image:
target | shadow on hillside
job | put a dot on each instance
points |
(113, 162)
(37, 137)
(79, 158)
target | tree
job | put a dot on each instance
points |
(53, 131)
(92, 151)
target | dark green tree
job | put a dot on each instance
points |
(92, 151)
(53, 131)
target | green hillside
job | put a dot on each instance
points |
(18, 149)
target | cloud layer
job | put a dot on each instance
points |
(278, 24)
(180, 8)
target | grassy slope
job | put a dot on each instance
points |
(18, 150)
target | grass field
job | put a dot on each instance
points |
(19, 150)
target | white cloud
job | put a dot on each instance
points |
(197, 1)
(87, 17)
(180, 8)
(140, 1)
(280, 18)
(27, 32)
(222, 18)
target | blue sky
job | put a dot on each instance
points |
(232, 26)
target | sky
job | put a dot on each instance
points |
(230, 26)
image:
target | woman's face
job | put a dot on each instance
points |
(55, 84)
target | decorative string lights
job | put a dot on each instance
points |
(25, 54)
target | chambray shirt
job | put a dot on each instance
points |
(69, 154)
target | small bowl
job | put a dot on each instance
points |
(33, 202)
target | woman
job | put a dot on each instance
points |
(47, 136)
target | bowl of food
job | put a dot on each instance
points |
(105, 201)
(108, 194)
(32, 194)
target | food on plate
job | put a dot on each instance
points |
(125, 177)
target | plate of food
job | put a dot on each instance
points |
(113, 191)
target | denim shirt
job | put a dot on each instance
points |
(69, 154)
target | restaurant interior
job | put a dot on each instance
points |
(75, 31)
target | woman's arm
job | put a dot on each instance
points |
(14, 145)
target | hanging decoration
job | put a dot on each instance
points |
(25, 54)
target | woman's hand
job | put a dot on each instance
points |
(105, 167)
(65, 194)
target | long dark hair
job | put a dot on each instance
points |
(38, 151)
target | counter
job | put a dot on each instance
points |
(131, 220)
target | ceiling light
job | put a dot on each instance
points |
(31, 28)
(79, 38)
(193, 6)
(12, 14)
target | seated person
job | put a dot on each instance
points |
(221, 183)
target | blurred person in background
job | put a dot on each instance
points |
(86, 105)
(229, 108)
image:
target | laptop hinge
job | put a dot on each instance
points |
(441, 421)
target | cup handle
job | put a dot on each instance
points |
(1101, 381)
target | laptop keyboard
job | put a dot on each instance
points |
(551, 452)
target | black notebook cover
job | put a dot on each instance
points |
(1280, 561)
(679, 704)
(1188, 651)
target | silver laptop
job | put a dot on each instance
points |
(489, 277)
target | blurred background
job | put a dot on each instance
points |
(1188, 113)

# Your instructions
Reproduce the entire listing above line for line, with no changes.

# Response
image:
target | shadow on hillside
job | put a dot on each instance
points |
(113, 162)
(37, 137)
(79, 158)
target | tree
job | put a dot on each instance
points |
(53, 131)
(92, 151)
target | dark green tree
job | put a dot on each instance
points |
(92, 151)
(53, 131)
target | green hillside
job | put a dot on each instance
points |
(18, 149)
target | cloud layer
job | put a dot on each instance
points |
(278, 24)
(180, 8)
target | grassy slope
job | put a dot on each instance
points |
(18, 150)
target | grass field
job | put a dot on each instance
points |
(19, 150)
target | white cloud
job | put a dot on each instance
points |
(197, 1)
(87, 17)
(180, 8)
(140, 1)
(280, 18)
(27, 32)
(222, 18)
target | blue sky
job | put a dot on each instance
points |
(232, 26)
target | sky
job | put a dot on each instance
points |
(230, 26)
image:
target | woman's face
job | put a dot on each instance
points |
(55, 84)
target | decorative string lights
job | put a dot on each instance
points |
(25, 54)
target | chambray shirt
job | put a dot on each instance
points |
(69, 154)
target | small bowl
job | put a dot on each instance
points |
(33, 202)
target | woman
job | put a dot on each instance
points |
(47, 136)
target | bowl of food
job | put a dot on each instance
points |
(105, 201)
(108, 194)
(32, 194)
target | food on plate
job | put a dot on each instance
points |
(125, 177)
target | plate of food
job | put a dot on each instance
points |
(113, 191)
target | denim shirt
job | put a dot on each instance
points |
(69, 154)
target | restaurant interior
job | put a dot on each instance
points |
(75, 31)
target | woman's arm
job | put a dot on each instance
points |
(14, 145)
target | hanging decoration
job | put a dot on each instance
points |
(25, 54)
target | woman's hand
job | put a dot on each instance
points |
(105, 167)
(65, 194)
target | long dark hair
job | put a dot on each instance
points |
(38, 151)
target | counter
job | put a dot on each instance
points |
(131, 220)
target | ceiling light
job | put a dot on each instance
points |
(31, 28)
(79, 38)
(193, 6)
(12, 14)
target | seated person
job | put a dot on each instance
points |
(221, 183)
target | blurred person in background
job | put a dot on each instance
points |
(86, 105)
(229, 108)
image:
target | laptop hinge
job | put a dot on each instance
points |
(441, 421)
target | cup handle
job | put a dot on each instance
points |
(1101, 381)
target | laptop keyboard
job | put a dot on each instance
points |
(551, 452)
target | black notebook cover
job | put a dot on each instance
points |
(1280, 561)
(679, 704)
(1188, 651)
target | silver laptop
job | put a dot on each instance
points |
(489, 277)
target | blurred background
job | put a dot on each instance
points |
(1188, 113)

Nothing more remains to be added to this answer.